Your task
Return a faithful copy of all the entries, omitting the images.

□ □ □ □ □

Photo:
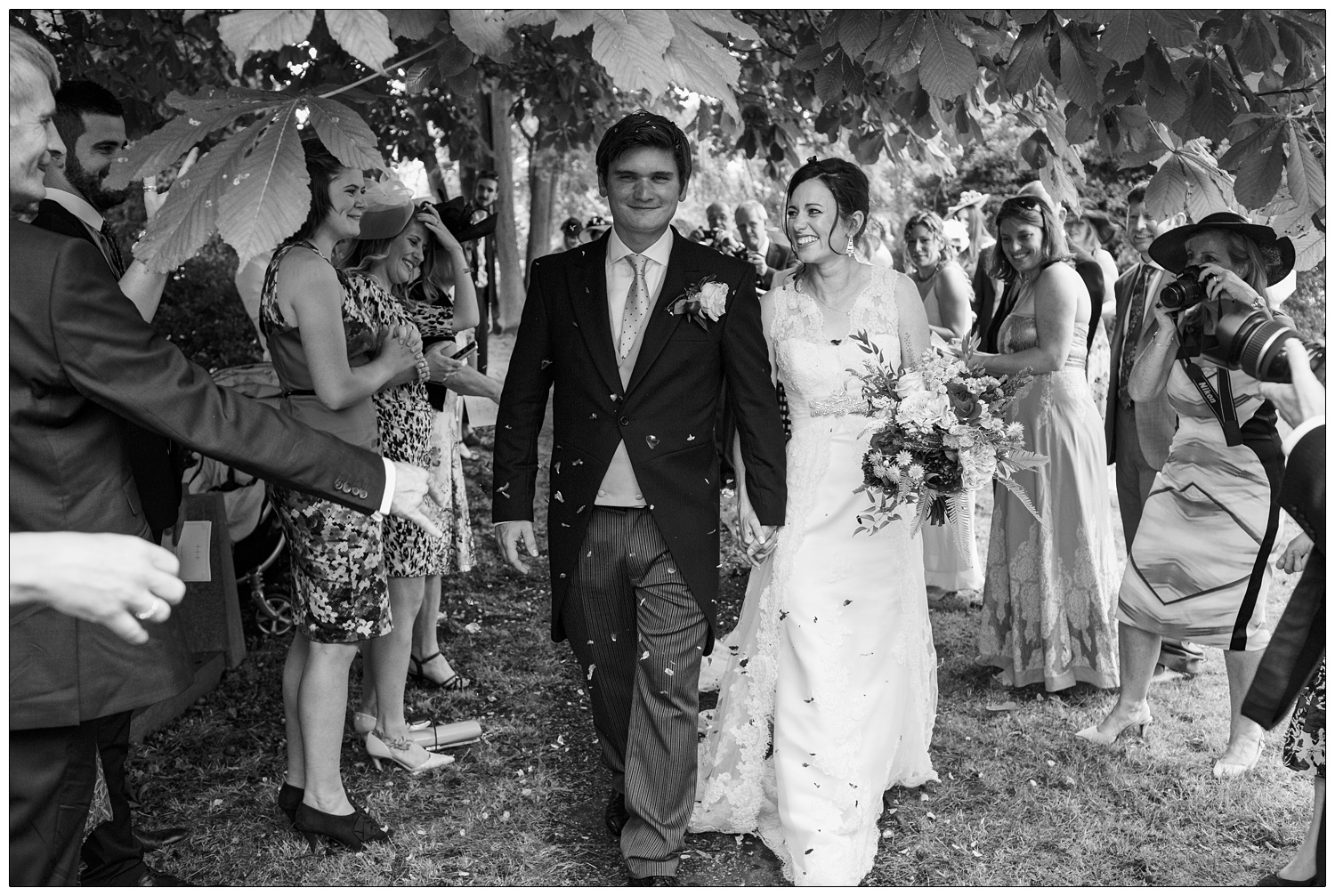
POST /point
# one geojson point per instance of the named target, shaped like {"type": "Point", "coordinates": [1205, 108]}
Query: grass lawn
{"type": "Point", "coordinates": [1020, 800]}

□ □ □ □ □

Answer for this exercise
Photo:
POST /point
# one geojson point per instance of the named target, shaped like {"type": "Point", "coordinates": [1205, 108]}
Query: grass lawn
{"type": "Point", "coordinates": [1020, 800]}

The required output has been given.